WHAT TO DO: Copy the following data exactly and drop the pictures.

DATA PROVIDED:

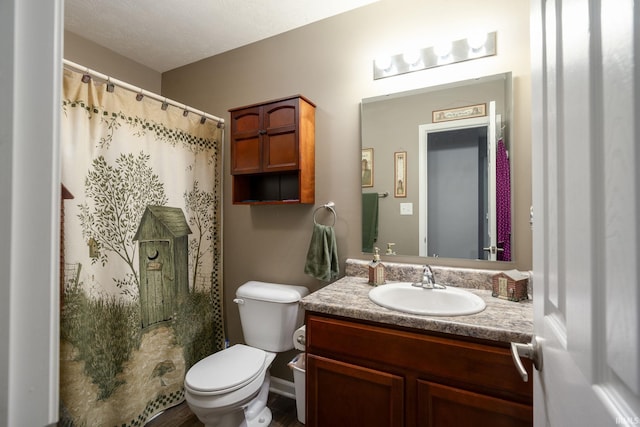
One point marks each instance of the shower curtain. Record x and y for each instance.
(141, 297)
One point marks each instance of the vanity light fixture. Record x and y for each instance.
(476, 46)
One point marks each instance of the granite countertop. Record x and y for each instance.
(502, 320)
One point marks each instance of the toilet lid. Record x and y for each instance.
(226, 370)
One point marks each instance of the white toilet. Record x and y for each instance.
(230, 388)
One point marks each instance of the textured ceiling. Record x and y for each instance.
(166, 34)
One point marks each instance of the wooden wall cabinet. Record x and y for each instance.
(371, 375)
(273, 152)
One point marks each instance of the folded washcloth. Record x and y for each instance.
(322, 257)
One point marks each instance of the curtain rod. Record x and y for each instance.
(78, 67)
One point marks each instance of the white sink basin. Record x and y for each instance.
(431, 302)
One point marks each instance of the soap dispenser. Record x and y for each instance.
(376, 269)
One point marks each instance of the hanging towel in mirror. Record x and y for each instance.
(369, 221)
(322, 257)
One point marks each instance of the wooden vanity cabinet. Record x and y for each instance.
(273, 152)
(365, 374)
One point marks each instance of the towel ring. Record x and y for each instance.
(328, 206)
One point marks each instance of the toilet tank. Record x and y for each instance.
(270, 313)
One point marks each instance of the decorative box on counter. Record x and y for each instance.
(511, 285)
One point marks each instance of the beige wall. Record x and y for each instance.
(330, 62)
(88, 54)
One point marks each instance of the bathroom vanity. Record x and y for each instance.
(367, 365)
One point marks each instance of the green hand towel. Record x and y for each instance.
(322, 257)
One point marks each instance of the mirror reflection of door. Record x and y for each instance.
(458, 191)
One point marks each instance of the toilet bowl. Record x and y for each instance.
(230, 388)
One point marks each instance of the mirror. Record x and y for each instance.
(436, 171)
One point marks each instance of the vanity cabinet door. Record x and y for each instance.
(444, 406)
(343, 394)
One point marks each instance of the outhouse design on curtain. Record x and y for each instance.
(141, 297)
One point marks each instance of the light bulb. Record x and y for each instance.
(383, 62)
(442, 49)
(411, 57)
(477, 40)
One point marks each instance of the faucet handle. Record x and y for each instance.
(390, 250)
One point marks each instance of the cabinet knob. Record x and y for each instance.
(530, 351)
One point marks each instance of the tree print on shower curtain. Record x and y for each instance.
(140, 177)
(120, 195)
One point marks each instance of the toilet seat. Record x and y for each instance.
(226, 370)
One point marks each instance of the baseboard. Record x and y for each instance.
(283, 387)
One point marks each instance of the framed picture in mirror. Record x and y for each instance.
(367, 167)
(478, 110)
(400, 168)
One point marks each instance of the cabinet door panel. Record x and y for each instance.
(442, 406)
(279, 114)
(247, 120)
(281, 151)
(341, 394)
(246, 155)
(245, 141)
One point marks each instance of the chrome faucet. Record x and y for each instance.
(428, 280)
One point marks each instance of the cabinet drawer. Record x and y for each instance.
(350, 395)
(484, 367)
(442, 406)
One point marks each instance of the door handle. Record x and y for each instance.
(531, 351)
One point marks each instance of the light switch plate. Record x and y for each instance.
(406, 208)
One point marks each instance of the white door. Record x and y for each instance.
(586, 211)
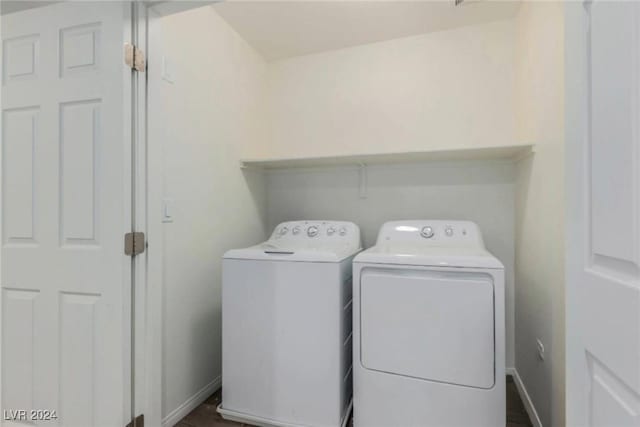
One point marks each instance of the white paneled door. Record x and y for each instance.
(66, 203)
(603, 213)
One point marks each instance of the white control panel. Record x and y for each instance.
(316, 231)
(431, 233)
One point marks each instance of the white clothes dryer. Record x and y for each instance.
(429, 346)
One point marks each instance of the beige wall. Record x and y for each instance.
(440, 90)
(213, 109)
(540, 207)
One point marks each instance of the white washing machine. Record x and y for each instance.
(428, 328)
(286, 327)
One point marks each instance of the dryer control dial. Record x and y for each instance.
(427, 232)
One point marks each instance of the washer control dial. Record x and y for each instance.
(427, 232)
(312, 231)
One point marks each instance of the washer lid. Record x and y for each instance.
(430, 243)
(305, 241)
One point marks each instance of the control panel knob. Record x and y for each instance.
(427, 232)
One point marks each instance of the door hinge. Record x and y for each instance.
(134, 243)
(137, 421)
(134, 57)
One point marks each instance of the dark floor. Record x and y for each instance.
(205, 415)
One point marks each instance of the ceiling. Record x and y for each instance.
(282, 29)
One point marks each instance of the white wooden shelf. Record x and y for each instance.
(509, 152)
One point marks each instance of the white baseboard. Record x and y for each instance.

RESPONSE:
One point marks each instance of the shower curtain. Record x and y for each instance.
(141, 297)
One point marks each instance of the vanity light fixture. Record x and y for each instance.
(476, 46)
One point marks each instance of the granite countertop. Record x and y for each instance.
(502, 320)
One point marks each instance of the toilet lid. Record x and y for each instance.
(226, 370)
One point marks each instance of the white toilet. Record x and y for each instance.
(230, 388)
One point marks each instance of the textured ceiling. Record x and y for each instance.
(166, 34)
One point marks each instance of the wooden wall cabinet. Record x and y for each instance.
(371, 375)
(273, 152)
One point marks each instance of the folded washcloth. Record x and y for each instance.
(322, 257)
One point marks each instance of the curtain rod. Record x and y for each instance.
(78, 67)
One point marks each instance of the white sink basin. Record x and y for each instance.
(431, 302)
One point marks each instance of the soap dispenser. Record x and y for each instance.
(376, 269)
One point marks each instance of the hanging towel in mirror. Record x and y for each instance.
(369, 221)
(322, 257)
One point marks each instance of the wooden vanity cabinet. Record x and y for each instance.
(273, 152)
(365, 374)
One point marks each instance of the towel ring. Record x and y for each instance.
(328, 206)
One point marks each instance of the toilet tank. Record x and y for each instance.
(270, 313)
One point marks each instance of the decorative box on counter. Record x and y for each instance.
(511, 285)
One point marks each instance of the beige wall. Record x and y for each instance.
(330, 62)
(88, 54)
One point marks each instance of the bathroom vanity. Record x and y for each instance.
(367, 365)
One point marks each instance of the green hand towel. Record x and y for each instance.
(322, 257)
One point marks each instance of the mirror reflection of door. Record x and y for each instance.
(458, 191)
One point marks each instance of the toilet bowl. Record x and y for each instance.
(230, 388)
One point marks each instance of the mirror. Record x and y for each instance.
(436, 171)
One point marks each instance of the vanity cabinet door. Record x and y for each instance.
(444, 406)
(343, 394)
One point marks each instance of the outhouse design on curtain. Record x and y for each instance.
(141, 297)
One point marks each instance of the light bulb. Record x and y for each instance.
(383, 62)
(442, 49)
(411, 57)
(477, 40)
One point marks each instance of the faucet handle. Record x and y for each instance.
(390, 250)
One point marks each instance of the cabinet knob. Record x and y for each instance.
(530, 351)
One point marks each instance of the tree print on shower curtain. Record x and y for each instance.
(140, 177)
(120, 195)
One point marks each instance of the toilet seat. Record x and y for each instance.
(226, 370)
One point marks each instance of the baseboard. Record x and y for each instance.
(283, 387)
One point marks each instance of the framed picture in mirror. Record x and y for each instance.
(367, 167)
(478, 110)
(400, 168)
One point marks each instance of the cabinet door panel. Record x and y for each instance.
(442, 406)
(279, 114)
(247, 120)
(281, 151)
(341, 394)
(246, 155)
(245, 141)
One point marks each instance of the chrome faucet. Record x and y for each instance.
(428, 280)
One point marks each instance of the cabinet drawer. Record x and y for each instance.
(350, 395)
(484, 367)
(442, 406)
One point marks each instance of the door handle. Record x and y for each instance.
(531, 351)
One point marks each instance of the light switch plate. Record x and y for each instance.
(406, 208)
One point marks each instance of the white door. Record x and y for each instance.
(586, 211)
One point marks each instance of the white paneled door. Record x and y for each instance.
(66, 203)
(603, 213)
One point marks each instance of the white control panel. Record x and y for each instance.
(316, 231)
(431, 233)
One point marks each instance of the white clothes dryer. Record x and y for each instance.
(429, 346)
One point marks each instance of the beige wall. Record x and y for each instance.
(440, 90)
(213, 109)
(540, 207)
One point marks each instance of the white washing machine. Record x and y for each instance.
(428, 328)
(286, 327)
One point marks each instance of the dryer control dial. Record x and y for each instance.
(427, 232)
One point marks each instance of the washer control dial. Record x and y for each instance.
(427, 232)
(312, 231)
One point marks each instance of the washer lid. Record x and y for each instance.
(430, 243)
(305, 241)
One point marks each instance of the control panel knob. Record x and y for each instance.
(427, 232)
One point marks each instance of the door hinge. Record x and y for each instance.
(134, 243)
(137, 421)
(134, 57)
One point marks each instance of the dark floor. Record x and y for each instance.
(205, 415)
One point marks each instance of the ceiling. Record x and y for each instance.
(282, 29)
One point marks each instance of the white wooden shelf. Record x and y for each instance.
(509, 152)
One point marks each instance of the white baseboard. Record x and y for each instance.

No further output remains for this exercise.